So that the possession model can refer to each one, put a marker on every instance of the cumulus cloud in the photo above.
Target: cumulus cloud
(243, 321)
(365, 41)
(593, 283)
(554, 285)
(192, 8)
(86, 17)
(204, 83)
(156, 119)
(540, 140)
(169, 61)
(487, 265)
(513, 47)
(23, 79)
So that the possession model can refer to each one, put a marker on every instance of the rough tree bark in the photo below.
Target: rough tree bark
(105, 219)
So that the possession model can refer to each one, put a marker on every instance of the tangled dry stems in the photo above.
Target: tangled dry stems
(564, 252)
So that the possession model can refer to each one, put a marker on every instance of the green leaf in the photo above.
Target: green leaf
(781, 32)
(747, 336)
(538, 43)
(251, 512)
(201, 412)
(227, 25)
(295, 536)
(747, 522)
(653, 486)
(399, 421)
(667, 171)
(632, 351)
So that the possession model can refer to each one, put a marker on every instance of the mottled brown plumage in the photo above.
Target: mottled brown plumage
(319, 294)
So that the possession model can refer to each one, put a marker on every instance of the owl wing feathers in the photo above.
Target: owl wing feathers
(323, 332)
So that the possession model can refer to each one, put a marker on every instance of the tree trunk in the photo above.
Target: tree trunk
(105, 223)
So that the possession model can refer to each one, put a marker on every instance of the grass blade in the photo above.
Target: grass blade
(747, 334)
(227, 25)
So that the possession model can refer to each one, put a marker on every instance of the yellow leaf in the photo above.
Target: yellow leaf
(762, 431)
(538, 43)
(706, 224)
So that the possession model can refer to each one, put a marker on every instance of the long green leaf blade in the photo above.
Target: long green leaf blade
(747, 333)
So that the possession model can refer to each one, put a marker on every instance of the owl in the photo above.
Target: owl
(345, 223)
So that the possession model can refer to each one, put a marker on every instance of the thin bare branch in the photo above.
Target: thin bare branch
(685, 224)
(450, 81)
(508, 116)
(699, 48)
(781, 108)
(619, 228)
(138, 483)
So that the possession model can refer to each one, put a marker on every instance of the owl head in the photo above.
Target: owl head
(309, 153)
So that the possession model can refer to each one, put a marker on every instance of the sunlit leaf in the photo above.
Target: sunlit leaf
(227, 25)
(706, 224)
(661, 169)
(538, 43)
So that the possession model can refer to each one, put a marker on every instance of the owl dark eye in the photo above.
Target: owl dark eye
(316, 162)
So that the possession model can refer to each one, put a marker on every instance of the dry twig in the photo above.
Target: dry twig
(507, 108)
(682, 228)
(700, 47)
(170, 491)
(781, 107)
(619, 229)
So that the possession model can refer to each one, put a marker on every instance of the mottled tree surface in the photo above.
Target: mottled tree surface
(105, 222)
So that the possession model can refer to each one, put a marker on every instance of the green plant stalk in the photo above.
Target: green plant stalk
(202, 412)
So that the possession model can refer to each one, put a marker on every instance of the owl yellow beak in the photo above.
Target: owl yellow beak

+ + + +

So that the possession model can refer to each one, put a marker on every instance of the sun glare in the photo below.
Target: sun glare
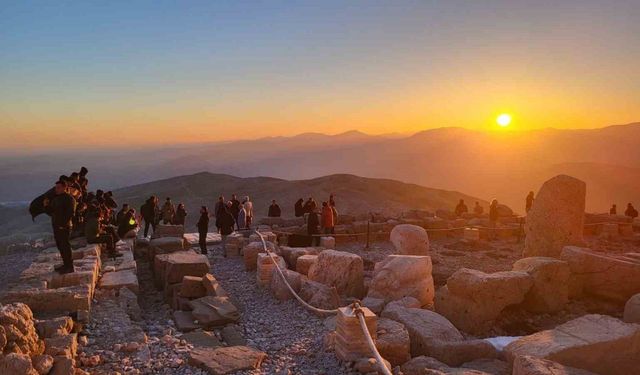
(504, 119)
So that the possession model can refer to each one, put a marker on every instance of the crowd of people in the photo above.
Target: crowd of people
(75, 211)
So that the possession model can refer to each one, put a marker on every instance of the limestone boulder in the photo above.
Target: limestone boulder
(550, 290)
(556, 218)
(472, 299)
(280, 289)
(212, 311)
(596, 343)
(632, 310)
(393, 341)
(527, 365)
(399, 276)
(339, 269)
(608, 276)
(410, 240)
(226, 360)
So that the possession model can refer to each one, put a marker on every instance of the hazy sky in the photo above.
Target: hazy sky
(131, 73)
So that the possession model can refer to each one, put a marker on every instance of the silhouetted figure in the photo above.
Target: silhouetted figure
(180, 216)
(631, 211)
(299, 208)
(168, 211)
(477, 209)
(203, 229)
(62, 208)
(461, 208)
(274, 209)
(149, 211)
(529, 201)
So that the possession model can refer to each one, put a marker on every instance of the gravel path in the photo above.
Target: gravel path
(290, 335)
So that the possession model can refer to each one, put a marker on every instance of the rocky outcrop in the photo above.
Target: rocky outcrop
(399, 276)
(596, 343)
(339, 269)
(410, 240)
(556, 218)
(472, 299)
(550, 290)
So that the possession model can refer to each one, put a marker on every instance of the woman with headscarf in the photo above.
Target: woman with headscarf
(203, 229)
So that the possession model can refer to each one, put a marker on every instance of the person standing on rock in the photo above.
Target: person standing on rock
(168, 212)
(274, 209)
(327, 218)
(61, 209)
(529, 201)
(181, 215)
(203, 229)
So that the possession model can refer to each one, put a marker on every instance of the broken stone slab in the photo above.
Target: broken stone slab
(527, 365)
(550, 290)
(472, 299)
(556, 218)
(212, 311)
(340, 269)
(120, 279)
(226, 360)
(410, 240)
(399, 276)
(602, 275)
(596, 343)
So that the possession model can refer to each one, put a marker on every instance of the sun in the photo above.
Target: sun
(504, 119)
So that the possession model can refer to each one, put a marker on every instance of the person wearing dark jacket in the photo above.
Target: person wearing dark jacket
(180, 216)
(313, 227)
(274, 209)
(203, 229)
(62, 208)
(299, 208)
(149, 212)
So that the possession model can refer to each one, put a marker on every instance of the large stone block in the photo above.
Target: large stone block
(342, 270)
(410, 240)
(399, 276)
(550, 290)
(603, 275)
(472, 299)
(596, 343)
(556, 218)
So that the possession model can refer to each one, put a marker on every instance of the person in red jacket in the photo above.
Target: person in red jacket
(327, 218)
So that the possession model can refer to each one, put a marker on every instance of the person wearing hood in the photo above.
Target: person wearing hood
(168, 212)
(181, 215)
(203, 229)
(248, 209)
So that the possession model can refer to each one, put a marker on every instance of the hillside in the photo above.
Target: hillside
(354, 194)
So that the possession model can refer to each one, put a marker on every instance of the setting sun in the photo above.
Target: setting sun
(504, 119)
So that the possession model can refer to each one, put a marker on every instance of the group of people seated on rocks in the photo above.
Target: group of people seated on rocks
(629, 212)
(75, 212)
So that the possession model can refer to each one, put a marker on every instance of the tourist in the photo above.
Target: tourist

+ + + +

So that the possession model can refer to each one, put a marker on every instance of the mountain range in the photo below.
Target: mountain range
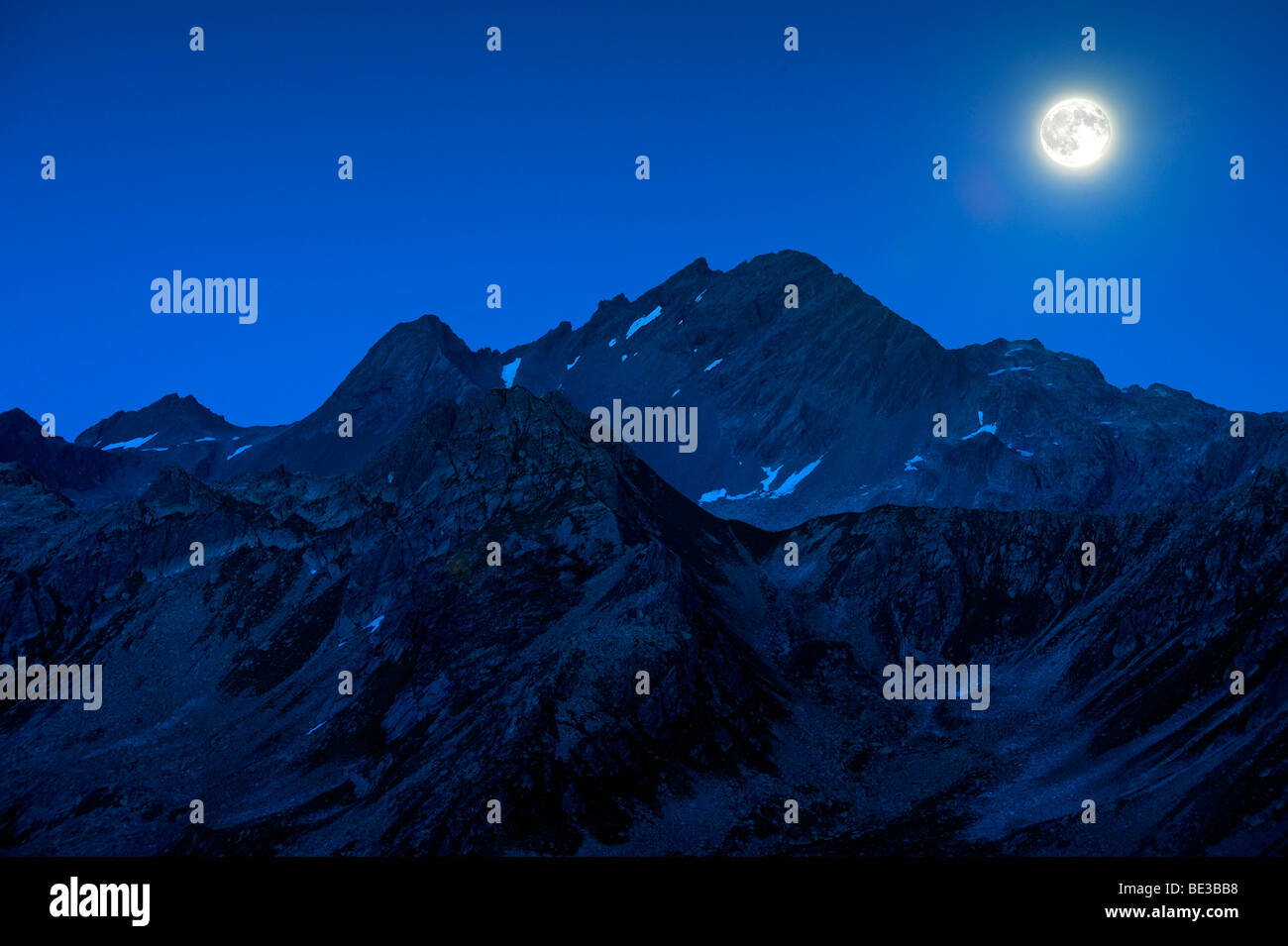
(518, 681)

+ + + +

**What to produce**. Gather every line in the entries above that contains the string "bark", matching case exactly.

**Correct output**.
So that the possession model can refer to each one, put a marker on every instance of the rough tree bark in the photo below.
Target: rough tree bark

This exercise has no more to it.